**Short problem 1**: In the thread about the CPU-intensive query, what CPU usage range did the query hold while running?
**Short problem 2**: Pull out every line of the records that contains the string "mushroom". Case counts.

**Quoted passage**:

Thread: CPU Intensive query
I have an interesting problem. I have the following query that ran ok on Monday and Tuesday and it has been running ok since I have been at this job. I have seen it to be IO intensive, but since Wednesday it has become CPU intensive. Database wise fresh data has been put into the tables, vacuumed & analyzed, no other parameter has been modified.
Wednesday it ran over 24 hours and it did not finish and all this time it pegged a CPU between 95-99%. Yesterday the same story. I do not understand what could have caused it to behave like this suddenly. I am hoping somebody can point me to do research in the right direction.
The query is as follows and it's explain plan is also attached:
set enable_nestloop = off;
INSERT INTO linkshare.macys_ls_daily_shipped
SELECT
ddw.intr_xref,
cdm.cdm_get_linkshare_id_safe(ddw.intr_xref, 10),
to_char(cdm.cdm_utc_convert(cdm.cdm_get_linkshare_timestamp(ddw.intr_xref, 10), -5), 'YYYY-MM-DD/HH24:MI:SS'),
to_char(cdm.cdm_utc_convert(to_char(sales.order_date, 'YYYY-MM-DD HH24:MI:SS')::timestamp without time zone, -5), 'YYYY-MM-DD/HH24:MI:SS') ,
ddw.item_upc,
sum(abs(ddw.itm_qty)),
sum((ddw.tran_itm_total * 100::numeric)::integer),
'USD', '', '', '',
ddw.item_desc
FROM
cdm.cdm_ddw_tran_item_grouped ddw
JOIN
cdm.cdm_sitesales sales ON ddw.intr_xref::text = sales.order_number::text
WHERE
ddw.cal_date > (CURRENT_DATE - 7) AND ddw.cal_date < CURRENT_DATE
AND
ddw.intr_xref IS NOT NULL
AND trim(cdm.cdm_get_linkshare_id_safe(ddw.intr_xref, 10)) <> ''
AND cdm.cdm_utc_convert(cdm.cdm_get_linkshare_timestamp(ddw.intr_xref, 10), -5)::text::date >= (CURRENT_DATE - 52)
AND sales.order_date >= (CURRENT_DATE - 52)
AND (tran_typ_id = 'S'::bpchar)

**Given data**:
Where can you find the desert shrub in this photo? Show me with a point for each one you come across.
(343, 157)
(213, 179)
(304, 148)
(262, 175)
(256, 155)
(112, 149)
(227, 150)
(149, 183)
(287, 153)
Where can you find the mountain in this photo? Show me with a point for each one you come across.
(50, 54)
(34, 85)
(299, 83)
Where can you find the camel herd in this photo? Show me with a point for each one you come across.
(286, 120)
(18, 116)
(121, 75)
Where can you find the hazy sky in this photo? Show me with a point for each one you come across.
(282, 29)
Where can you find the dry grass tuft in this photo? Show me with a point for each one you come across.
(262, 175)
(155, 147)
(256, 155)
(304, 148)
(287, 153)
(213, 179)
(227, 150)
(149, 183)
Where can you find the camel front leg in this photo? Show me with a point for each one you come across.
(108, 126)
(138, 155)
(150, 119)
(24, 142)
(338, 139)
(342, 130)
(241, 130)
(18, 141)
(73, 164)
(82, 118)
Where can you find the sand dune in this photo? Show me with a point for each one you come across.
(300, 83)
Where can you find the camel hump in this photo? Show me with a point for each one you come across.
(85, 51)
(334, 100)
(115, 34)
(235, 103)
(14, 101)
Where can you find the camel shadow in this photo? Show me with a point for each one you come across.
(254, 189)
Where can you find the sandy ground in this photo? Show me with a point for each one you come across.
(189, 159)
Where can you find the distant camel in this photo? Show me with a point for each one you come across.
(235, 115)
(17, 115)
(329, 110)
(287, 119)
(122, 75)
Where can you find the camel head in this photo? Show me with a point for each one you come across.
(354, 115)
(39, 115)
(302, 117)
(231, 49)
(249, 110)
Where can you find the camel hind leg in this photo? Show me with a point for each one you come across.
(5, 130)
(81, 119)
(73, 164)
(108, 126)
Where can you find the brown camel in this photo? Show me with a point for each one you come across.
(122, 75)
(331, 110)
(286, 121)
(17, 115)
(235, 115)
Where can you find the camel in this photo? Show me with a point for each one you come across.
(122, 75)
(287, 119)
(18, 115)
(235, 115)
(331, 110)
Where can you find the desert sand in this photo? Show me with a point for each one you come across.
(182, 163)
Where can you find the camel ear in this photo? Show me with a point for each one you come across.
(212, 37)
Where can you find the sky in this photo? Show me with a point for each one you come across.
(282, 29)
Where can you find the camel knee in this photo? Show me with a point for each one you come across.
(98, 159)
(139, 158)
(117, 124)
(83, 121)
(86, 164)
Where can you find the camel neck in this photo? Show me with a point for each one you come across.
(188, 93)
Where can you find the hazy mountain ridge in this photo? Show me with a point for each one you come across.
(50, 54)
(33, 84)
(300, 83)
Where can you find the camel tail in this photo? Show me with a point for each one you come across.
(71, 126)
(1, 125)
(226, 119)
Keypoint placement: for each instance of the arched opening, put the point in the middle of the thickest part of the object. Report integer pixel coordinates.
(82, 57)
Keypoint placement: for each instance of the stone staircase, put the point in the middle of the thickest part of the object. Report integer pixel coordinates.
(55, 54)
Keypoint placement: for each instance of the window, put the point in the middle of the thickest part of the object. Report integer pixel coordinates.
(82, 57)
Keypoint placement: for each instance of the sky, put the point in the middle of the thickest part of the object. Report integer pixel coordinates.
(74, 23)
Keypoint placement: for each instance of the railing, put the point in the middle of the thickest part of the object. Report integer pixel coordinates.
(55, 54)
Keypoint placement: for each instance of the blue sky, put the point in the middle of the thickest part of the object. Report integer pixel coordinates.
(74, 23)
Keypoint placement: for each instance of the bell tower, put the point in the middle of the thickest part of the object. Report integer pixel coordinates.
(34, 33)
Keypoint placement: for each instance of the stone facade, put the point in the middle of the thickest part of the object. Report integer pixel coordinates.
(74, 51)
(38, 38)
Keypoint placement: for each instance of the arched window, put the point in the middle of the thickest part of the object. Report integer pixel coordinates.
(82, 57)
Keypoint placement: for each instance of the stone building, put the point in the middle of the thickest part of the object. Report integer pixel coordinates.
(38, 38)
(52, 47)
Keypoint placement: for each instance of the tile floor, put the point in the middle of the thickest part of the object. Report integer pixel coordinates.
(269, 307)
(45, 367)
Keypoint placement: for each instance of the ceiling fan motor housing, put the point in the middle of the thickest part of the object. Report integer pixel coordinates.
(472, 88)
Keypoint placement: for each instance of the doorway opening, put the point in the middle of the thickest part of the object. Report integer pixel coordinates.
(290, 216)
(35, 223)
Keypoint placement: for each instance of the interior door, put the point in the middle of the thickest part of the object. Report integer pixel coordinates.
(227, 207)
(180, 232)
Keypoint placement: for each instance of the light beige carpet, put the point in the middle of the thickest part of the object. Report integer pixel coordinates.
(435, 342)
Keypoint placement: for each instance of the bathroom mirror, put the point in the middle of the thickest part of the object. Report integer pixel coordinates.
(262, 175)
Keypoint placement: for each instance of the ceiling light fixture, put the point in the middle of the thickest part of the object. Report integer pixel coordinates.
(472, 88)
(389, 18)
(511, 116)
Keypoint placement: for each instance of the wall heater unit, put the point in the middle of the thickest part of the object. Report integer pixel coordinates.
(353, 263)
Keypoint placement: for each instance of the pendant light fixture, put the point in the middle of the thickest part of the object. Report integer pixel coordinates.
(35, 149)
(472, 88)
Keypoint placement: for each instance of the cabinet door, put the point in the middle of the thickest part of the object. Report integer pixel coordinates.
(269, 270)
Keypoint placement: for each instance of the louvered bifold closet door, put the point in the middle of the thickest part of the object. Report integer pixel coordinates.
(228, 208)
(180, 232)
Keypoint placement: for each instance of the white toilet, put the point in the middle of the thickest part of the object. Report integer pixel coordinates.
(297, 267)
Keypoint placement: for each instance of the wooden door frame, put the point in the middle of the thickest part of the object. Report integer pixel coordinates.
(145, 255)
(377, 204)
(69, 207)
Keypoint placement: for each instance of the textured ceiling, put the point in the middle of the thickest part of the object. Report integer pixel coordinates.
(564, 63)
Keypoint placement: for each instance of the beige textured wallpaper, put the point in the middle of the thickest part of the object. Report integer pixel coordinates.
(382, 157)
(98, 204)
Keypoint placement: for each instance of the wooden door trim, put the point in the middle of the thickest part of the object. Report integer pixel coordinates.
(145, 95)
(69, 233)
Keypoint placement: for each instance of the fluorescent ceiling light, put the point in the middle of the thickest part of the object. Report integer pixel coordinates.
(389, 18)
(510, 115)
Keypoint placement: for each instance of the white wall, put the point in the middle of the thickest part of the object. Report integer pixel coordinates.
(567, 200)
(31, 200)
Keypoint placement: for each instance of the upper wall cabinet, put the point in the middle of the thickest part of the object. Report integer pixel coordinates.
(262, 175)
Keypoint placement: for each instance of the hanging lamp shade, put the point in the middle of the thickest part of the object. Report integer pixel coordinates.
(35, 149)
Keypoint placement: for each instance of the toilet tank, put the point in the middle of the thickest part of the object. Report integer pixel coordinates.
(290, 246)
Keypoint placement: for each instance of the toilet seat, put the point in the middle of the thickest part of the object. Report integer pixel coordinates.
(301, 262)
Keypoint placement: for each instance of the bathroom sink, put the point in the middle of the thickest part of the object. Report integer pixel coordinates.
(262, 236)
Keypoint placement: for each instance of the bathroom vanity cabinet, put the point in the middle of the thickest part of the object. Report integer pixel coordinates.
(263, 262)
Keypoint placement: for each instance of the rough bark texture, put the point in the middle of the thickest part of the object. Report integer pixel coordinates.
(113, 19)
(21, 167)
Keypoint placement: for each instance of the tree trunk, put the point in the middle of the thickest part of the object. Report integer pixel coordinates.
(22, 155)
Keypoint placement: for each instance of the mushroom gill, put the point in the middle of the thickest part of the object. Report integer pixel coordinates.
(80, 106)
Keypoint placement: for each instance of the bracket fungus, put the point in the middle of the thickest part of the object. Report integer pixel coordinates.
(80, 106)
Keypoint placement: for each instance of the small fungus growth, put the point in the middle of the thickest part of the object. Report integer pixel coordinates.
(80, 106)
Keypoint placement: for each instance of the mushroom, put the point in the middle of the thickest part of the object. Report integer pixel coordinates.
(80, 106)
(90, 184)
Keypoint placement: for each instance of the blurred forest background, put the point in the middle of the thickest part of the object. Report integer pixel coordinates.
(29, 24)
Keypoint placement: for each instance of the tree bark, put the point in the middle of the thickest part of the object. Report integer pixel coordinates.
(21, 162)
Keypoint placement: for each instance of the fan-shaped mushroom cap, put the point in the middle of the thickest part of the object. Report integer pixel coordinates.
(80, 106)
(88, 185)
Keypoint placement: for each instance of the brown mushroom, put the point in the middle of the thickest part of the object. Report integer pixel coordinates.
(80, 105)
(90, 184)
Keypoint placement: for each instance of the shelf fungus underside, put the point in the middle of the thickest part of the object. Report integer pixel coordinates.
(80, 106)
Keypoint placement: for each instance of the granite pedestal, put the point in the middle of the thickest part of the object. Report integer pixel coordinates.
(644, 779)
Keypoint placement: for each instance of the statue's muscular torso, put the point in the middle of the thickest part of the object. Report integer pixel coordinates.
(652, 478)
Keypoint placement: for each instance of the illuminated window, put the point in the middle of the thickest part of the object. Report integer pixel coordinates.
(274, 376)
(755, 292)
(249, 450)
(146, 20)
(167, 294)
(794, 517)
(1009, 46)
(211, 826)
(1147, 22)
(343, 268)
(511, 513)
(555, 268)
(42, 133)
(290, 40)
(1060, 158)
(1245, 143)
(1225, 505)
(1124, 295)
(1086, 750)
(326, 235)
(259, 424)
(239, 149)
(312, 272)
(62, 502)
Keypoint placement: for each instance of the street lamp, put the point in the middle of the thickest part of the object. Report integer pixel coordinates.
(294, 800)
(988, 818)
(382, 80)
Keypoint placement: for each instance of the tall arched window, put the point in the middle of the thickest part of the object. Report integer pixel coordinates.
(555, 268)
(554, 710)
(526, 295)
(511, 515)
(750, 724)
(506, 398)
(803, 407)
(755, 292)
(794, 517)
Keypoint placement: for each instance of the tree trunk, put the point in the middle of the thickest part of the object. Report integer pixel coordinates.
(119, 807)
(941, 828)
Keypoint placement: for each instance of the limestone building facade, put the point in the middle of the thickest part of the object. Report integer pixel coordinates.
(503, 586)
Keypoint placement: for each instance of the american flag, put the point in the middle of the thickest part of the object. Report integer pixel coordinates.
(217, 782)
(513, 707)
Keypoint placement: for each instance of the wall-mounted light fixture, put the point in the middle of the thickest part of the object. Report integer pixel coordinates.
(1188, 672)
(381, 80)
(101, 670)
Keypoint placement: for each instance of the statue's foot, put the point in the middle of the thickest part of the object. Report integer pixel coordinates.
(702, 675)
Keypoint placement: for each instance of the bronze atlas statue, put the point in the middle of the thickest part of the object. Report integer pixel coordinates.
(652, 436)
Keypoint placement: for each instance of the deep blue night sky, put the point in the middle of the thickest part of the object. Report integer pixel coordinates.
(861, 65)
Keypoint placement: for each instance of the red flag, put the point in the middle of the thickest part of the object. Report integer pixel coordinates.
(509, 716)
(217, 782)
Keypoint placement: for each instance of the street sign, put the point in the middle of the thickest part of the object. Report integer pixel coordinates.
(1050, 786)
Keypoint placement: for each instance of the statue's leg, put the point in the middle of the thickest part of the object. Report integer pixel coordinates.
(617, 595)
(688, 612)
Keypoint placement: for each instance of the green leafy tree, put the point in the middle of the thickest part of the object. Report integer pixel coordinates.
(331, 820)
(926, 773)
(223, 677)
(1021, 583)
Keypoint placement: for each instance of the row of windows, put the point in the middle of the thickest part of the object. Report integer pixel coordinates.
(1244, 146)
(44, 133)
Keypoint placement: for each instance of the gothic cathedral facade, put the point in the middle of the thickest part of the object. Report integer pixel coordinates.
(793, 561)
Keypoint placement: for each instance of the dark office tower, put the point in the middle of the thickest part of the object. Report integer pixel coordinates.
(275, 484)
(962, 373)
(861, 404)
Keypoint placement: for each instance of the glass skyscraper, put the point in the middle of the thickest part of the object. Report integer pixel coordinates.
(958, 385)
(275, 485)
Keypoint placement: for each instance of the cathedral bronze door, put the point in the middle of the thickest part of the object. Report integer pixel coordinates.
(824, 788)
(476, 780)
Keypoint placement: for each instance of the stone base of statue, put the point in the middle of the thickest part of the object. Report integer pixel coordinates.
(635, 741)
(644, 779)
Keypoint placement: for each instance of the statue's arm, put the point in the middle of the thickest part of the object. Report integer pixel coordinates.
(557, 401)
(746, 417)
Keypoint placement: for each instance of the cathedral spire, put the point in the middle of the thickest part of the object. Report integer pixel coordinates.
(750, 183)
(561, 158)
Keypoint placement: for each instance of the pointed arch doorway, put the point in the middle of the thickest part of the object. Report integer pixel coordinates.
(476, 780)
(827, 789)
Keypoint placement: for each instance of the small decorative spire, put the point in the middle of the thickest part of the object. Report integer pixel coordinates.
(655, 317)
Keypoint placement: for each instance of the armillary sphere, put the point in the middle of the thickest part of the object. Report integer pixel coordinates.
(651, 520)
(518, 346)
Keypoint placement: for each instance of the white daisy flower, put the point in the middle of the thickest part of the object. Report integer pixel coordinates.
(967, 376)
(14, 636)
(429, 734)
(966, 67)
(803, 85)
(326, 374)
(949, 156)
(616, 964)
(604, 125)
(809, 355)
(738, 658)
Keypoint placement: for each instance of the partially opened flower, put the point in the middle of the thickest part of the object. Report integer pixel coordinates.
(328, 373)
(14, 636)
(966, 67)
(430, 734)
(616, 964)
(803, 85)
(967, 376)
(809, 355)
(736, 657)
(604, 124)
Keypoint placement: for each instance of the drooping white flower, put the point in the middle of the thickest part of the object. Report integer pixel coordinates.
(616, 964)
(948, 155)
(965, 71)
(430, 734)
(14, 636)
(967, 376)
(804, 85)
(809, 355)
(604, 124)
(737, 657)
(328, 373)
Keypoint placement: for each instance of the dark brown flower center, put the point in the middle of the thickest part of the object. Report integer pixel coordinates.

**Full output 1**: Between 95-99%.

**Full output 2**:
Keypoint placement: for each instance of the mushroom gill, put the point in the middle of the thickest part of the object. Report integer pixel coordinates.
Keypoint placement: for each instance of the mushroom, put the point in the middle of the thickest part of the object. Report integer pixel coordinates.
Keypoint placement: for each instance of the fan-shaped mushroom cap, put the point in the middle of the thickest part of the object. Report integer pixel coordinates.
Keypoint placement: for each instance of the brown mushroom, put the point in the middle of the thickest part of the object. Report integer pixel coordinates.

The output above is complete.